▶ [Task requirements]
Your reply should consist of one number: how many lines below contain "dried".
--- START ---
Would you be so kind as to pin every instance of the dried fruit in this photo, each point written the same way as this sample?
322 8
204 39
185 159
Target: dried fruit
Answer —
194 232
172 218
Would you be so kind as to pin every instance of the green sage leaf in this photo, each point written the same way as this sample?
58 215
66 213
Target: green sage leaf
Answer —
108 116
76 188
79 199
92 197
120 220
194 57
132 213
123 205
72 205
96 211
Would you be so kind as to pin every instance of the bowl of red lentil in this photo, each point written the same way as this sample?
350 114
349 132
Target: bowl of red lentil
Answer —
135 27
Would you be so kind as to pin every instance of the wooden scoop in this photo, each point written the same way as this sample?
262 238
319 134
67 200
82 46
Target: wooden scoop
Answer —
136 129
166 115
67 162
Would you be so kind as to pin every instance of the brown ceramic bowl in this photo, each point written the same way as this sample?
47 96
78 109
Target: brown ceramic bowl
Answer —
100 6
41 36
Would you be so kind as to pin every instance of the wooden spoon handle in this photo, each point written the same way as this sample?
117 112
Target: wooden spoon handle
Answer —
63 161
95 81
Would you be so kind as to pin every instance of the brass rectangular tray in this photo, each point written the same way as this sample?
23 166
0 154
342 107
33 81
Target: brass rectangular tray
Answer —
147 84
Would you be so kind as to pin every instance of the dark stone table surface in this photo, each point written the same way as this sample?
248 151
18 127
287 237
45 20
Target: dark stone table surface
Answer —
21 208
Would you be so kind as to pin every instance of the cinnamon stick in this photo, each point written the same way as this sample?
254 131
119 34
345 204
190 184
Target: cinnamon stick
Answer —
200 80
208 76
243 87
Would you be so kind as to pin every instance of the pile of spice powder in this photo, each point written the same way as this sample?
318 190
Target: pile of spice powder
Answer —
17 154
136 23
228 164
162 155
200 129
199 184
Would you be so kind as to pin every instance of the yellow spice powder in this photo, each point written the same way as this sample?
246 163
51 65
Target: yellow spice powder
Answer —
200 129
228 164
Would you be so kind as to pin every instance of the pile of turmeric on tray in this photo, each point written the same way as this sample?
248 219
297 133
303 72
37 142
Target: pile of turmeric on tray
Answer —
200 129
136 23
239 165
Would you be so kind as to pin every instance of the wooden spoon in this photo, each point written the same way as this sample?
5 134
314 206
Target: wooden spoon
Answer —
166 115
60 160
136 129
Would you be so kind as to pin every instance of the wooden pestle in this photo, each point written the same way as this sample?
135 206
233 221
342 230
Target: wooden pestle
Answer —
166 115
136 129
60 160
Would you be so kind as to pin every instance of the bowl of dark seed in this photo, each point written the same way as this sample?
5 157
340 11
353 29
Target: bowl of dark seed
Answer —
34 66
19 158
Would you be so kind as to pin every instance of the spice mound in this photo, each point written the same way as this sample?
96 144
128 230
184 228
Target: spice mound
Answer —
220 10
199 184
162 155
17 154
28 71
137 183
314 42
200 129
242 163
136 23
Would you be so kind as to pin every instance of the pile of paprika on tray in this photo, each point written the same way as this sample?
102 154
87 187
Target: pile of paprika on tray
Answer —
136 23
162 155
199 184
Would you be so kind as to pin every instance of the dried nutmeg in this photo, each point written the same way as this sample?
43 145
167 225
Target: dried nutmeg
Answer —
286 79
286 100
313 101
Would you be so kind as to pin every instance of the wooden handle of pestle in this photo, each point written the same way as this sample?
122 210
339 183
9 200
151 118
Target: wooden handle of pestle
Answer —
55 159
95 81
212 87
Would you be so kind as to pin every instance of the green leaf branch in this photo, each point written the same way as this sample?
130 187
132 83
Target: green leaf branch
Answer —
--- END ---
▶ [Answer section]
4